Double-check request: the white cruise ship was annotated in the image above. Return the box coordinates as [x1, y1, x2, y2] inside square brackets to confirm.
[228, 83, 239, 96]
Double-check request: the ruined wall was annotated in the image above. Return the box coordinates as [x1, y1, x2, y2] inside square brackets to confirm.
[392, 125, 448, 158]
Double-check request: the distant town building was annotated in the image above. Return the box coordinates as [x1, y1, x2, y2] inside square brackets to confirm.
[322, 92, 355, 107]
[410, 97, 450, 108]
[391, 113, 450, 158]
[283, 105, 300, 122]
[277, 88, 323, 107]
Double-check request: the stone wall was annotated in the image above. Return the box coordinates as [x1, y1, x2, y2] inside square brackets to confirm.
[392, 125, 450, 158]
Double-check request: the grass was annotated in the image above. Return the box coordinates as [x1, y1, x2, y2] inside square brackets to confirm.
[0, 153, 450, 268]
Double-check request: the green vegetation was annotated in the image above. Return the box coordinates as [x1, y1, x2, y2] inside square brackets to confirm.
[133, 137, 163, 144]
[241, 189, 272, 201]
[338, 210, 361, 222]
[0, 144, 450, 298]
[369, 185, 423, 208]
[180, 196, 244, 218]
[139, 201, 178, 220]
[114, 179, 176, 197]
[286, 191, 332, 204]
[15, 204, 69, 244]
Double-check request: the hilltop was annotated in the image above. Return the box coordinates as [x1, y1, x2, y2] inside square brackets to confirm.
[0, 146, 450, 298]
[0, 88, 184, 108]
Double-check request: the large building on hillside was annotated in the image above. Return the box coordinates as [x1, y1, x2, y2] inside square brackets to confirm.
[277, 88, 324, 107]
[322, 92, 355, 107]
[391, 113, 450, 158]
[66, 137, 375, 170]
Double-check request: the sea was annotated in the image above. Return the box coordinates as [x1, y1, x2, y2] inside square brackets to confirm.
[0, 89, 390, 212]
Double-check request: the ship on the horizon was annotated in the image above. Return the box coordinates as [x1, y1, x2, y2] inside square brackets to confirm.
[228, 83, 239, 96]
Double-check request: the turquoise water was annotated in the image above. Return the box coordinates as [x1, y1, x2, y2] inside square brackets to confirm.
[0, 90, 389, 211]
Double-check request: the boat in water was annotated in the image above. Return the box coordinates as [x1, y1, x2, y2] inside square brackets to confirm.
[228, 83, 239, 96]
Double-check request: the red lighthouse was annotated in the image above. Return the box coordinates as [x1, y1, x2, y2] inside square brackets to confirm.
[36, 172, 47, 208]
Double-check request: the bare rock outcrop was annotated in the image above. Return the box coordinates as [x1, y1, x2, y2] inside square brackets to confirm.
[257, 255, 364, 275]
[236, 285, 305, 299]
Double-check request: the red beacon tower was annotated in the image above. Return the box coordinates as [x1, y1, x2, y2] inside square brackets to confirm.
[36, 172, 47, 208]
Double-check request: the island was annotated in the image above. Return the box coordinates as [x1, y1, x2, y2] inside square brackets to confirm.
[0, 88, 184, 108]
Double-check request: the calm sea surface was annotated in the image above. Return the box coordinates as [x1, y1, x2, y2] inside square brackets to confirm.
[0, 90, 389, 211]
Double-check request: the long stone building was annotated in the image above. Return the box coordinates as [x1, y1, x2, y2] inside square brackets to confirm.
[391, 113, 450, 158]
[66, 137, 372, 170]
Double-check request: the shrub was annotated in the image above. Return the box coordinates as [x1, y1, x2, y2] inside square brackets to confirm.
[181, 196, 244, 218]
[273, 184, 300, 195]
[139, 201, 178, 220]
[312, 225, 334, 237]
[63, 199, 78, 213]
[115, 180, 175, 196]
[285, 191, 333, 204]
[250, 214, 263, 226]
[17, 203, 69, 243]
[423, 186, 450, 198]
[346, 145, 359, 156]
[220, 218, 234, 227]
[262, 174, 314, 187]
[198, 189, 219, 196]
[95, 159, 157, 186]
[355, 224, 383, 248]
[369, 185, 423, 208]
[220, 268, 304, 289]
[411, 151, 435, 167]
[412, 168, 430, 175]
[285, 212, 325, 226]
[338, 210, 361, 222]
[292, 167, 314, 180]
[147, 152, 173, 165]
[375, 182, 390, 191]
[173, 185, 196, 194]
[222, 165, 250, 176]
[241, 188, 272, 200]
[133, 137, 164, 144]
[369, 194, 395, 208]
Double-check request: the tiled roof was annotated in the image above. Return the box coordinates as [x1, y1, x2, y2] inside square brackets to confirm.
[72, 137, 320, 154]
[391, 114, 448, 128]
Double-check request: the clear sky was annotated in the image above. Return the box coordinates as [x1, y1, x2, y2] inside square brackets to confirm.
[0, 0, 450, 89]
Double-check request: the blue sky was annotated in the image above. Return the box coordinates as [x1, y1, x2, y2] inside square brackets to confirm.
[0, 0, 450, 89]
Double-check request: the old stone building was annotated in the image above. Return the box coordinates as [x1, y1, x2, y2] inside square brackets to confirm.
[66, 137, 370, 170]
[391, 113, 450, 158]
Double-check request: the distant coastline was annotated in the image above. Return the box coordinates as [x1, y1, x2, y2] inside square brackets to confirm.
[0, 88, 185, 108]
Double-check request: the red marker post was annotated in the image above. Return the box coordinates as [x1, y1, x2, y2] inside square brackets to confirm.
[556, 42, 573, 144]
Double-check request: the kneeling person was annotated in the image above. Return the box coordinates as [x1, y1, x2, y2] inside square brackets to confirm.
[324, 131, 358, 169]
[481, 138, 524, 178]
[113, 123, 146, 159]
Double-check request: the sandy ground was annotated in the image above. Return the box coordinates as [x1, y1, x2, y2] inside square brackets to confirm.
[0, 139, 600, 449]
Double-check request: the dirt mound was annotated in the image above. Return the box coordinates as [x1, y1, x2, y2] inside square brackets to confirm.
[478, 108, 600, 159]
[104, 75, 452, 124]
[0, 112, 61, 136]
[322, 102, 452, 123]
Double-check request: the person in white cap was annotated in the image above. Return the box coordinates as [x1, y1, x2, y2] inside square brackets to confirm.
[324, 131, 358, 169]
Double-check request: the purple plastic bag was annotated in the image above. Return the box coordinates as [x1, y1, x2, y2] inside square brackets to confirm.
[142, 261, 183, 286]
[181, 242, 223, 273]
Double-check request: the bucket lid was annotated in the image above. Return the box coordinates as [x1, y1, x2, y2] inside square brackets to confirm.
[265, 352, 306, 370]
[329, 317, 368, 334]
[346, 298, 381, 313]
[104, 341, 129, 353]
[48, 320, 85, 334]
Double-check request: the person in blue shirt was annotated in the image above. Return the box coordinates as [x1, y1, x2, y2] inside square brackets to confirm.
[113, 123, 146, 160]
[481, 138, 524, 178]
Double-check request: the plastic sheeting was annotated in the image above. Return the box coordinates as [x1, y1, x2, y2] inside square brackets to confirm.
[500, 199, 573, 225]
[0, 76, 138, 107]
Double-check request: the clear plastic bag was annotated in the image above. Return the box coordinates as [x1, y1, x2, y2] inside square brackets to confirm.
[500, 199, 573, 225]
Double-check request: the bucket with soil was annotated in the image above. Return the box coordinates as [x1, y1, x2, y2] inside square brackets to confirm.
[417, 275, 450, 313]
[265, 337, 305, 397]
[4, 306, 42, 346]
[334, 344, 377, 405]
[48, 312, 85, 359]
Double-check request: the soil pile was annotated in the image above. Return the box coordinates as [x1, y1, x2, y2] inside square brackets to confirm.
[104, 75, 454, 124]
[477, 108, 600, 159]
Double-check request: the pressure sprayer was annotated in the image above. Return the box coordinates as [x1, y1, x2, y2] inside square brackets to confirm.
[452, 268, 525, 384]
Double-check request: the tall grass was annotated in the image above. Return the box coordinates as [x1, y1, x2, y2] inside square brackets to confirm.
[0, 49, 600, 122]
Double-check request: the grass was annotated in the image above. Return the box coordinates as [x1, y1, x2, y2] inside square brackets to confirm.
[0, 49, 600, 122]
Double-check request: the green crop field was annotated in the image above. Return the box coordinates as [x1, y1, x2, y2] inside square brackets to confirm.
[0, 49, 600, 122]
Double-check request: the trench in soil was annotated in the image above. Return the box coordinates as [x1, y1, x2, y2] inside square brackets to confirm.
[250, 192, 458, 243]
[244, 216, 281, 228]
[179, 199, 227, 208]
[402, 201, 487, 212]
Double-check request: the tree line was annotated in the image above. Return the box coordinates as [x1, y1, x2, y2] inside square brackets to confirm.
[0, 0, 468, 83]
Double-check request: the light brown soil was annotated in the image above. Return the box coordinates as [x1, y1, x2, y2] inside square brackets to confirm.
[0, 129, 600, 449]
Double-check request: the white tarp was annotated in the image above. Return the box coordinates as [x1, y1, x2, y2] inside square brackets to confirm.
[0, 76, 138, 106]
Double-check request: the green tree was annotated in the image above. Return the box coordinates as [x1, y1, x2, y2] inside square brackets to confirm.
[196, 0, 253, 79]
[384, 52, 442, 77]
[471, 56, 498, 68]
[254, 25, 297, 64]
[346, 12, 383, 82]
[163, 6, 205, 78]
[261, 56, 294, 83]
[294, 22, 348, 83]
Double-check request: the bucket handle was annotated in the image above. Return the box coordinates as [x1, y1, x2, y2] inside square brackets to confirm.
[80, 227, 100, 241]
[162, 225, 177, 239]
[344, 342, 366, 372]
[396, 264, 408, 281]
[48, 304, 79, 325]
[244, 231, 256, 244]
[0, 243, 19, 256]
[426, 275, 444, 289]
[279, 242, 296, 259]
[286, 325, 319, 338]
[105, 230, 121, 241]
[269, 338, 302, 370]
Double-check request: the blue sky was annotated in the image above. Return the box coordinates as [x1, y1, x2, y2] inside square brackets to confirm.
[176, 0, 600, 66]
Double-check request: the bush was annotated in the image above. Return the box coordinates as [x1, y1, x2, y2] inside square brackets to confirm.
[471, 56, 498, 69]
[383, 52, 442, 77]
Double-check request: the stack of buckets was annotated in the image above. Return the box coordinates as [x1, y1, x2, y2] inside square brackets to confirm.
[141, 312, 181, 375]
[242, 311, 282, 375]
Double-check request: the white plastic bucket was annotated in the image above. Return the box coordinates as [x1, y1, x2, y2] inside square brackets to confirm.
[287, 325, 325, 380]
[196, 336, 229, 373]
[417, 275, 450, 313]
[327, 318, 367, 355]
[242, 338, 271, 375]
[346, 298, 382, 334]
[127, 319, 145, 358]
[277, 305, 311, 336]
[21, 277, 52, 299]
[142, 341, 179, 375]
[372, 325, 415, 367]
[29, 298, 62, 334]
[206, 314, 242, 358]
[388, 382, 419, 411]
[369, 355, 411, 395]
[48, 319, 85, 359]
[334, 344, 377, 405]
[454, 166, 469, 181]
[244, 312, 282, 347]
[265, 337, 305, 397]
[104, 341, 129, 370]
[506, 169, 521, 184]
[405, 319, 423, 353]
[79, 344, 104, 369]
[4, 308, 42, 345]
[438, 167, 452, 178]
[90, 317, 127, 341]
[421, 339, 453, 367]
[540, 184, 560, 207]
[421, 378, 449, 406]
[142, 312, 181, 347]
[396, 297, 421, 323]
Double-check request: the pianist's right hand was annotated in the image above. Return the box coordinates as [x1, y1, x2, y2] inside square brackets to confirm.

YOUR GOAL: Render the lines from the one with "Double-check request: the long" up to and including the one with "[66, 137, 372, 170]" as a numbered list, leaving out any blank lines.

RESULT BELOW:
1. Double-check request: the long stone building was annotated in the image above. Return the box coordinates as [x1, y1, x2, y2] inside square brackets to confirm.
2. [391, 113, 450, 158]
3. [66, 137, 372, 170]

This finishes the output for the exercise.